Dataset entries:
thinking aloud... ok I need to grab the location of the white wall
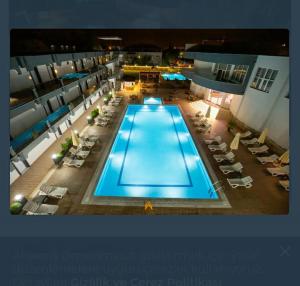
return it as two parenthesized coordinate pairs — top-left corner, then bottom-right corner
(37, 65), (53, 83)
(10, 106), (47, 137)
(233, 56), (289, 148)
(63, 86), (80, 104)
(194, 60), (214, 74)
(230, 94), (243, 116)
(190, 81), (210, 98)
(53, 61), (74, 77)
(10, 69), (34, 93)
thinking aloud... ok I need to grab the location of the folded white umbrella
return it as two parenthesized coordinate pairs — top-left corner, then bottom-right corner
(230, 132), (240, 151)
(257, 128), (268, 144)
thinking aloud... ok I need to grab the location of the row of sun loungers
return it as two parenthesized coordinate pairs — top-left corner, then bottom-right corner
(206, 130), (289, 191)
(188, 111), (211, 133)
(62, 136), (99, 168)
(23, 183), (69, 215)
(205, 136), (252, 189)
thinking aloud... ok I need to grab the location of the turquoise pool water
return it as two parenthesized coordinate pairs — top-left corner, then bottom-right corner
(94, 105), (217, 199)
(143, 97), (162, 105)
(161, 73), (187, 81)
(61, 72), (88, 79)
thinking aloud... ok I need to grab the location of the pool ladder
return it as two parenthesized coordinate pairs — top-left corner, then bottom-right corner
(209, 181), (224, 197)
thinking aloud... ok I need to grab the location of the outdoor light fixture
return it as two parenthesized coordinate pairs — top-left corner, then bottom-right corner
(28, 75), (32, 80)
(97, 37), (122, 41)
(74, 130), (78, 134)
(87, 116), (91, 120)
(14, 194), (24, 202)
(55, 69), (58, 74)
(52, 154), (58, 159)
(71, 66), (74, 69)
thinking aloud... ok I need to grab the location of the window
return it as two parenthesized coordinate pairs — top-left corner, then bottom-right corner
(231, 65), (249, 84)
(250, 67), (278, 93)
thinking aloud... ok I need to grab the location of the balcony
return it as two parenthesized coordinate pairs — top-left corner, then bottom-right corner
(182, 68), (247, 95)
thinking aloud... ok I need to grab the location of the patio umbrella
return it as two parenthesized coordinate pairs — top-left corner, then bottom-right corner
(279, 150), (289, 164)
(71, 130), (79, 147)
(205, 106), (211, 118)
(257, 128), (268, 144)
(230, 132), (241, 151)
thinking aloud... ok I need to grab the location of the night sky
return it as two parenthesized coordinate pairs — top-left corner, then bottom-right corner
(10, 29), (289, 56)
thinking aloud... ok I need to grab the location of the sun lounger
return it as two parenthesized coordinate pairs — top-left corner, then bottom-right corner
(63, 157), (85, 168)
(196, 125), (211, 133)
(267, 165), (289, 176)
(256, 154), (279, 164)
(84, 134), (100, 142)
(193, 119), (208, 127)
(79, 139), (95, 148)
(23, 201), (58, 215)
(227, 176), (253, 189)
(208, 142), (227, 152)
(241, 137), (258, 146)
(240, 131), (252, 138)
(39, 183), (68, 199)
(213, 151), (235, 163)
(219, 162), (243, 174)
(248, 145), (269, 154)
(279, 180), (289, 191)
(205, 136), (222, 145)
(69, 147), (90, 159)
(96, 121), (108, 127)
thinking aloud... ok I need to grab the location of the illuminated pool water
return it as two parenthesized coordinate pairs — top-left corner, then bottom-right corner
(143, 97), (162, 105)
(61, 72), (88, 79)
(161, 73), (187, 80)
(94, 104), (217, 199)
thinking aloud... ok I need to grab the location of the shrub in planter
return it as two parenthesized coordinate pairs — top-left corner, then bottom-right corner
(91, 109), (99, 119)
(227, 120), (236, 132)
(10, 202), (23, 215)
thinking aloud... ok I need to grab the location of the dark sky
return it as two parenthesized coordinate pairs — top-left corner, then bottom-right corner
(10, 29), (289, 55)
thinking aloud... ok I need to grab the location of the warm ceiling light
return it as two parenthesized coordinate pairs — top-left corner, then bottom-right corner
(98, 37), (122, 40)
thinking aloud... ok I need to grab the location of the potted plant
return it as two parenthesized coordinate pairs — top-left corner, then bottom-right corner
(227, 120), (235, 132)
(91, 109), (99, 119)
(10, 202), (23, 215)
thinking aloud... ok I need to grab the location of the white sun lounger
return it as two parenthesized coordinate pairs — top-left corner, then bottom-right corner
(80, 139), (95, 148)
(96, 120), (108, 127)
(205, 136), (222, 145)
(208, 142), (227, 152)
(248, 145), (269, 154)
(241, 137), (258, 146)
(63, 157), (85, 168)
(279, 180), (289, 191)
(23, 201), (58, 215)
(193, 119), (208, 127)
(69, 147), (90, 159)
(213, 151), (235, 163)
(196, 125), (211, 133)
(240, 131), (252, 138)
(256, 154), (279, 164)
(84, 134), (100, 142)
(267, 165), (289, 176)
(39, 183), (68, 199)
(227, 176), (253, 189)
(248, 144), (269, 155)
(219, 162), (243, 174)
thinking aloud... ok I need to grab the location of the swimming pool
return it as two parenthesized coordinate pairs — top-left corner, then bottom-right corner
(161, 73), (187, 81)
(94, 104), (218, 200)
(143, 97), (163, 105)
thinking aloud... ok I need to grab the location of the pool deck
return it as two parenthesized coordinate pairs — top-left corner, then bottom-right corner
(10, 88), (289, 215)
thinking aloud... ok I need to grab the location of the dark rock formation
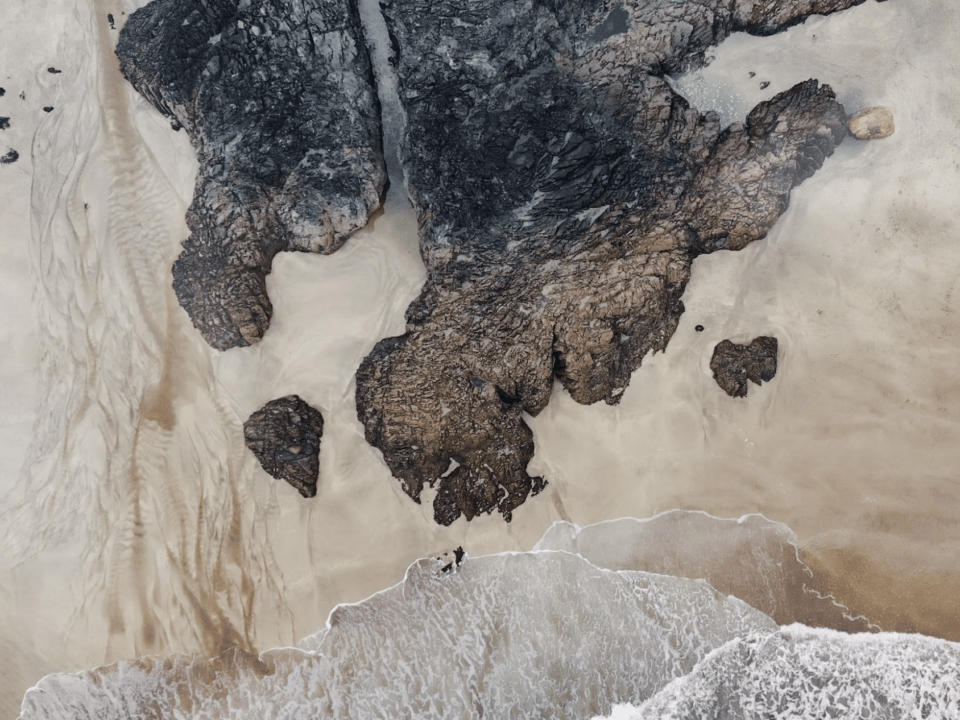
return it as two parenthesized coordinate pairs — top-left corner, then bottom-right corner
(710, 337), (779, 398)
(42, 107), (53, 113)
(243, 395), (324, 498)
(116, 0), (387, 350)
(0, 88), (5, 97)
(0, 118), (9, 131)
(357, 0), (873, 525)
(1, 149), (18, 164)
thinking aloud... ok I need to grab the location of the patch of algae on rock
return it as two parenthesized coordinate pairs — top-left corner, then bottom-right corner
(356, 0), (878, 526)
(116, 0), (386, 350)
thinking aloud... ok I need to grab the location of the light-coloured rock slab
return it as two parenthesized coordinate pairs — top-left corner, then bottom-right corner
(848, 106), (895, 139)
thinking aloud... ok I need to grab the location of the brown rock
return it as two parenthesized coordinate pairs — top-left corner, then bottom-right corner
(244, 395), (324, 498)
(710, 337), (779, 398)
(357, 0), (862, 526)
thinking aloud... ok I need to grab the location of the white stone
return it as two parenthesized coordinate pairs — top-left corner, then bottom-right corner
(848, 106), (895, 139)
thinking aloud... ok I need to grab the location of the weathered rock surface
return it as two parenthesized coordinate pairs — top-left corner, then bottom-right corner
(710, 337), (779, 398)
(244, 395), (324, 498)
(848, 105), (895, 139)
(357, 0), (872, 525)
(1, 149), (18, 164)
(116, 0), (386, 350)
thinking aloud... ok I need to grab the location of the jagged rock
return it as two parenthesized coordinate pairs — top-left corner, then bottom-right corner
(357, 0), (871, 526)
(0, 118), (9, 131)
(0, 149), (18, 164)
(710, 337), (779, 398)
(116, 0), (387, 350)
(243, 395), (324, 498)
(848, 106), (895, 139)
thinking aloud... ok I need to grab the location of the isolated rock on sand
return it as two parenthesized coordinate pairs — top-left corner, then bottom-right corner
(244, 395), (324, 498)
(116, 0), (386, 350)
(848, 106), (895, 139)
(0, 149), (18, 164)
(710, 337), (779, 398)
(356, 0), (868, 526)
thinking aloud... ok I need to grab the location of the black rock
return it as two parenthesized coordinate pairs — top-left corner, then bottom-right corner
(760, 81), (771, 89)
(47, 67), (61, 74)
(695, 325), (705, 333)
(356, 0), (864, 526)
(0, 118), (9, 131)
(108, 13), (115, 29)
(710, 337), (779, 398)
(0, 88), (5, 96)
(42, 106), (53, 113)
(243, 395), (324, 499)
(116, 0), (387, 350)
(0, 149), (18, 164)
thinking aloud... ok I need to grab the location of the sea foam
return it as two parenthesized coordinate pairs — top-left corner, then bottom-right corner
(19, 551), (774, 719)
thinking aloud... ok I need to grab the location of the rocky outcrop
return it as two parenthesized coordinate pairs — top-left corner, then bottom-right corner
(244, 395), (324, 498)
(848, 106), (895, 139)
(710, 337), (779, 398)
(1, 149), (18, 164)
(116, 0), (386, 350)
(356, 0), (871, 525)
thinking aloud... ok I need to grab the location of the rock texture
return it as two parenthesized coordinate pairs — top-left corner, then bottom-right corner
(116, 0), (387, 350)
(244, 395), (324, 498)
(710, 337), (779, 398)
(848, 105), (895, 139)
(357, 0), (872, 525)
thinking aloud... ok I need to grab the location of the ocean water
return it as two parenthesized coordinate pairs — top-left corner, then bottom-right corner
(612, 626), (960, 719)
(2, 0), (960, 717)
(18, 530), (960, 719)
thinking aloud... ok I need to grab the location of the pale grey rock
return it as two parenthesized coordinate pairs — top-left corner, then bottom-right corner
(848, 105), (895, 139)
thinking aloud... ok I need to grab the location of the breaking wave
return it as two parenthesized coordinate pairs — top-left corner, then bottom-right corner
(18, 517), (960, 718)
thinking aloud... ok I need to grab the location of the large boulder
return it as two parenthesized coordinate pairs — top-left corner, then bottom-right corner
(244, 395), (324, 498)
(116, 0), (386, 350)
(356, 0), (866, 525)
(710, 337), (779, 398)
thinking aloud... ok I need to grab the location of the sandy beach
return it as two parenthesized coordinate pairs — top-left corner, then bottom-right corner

# WORK REQUEST:
Given the word "white", show every line of the records that contains it.

# EXERCISE OUTPUT:
thinking aloud... ok I need to grab the location of the white wall
thinking aloud... ok I need to grab the location of the folded white umbrella
thinking aloud... ok I need to grab the location of the white sun lounger
thinking aloud... ok I need to grab the location of the white stone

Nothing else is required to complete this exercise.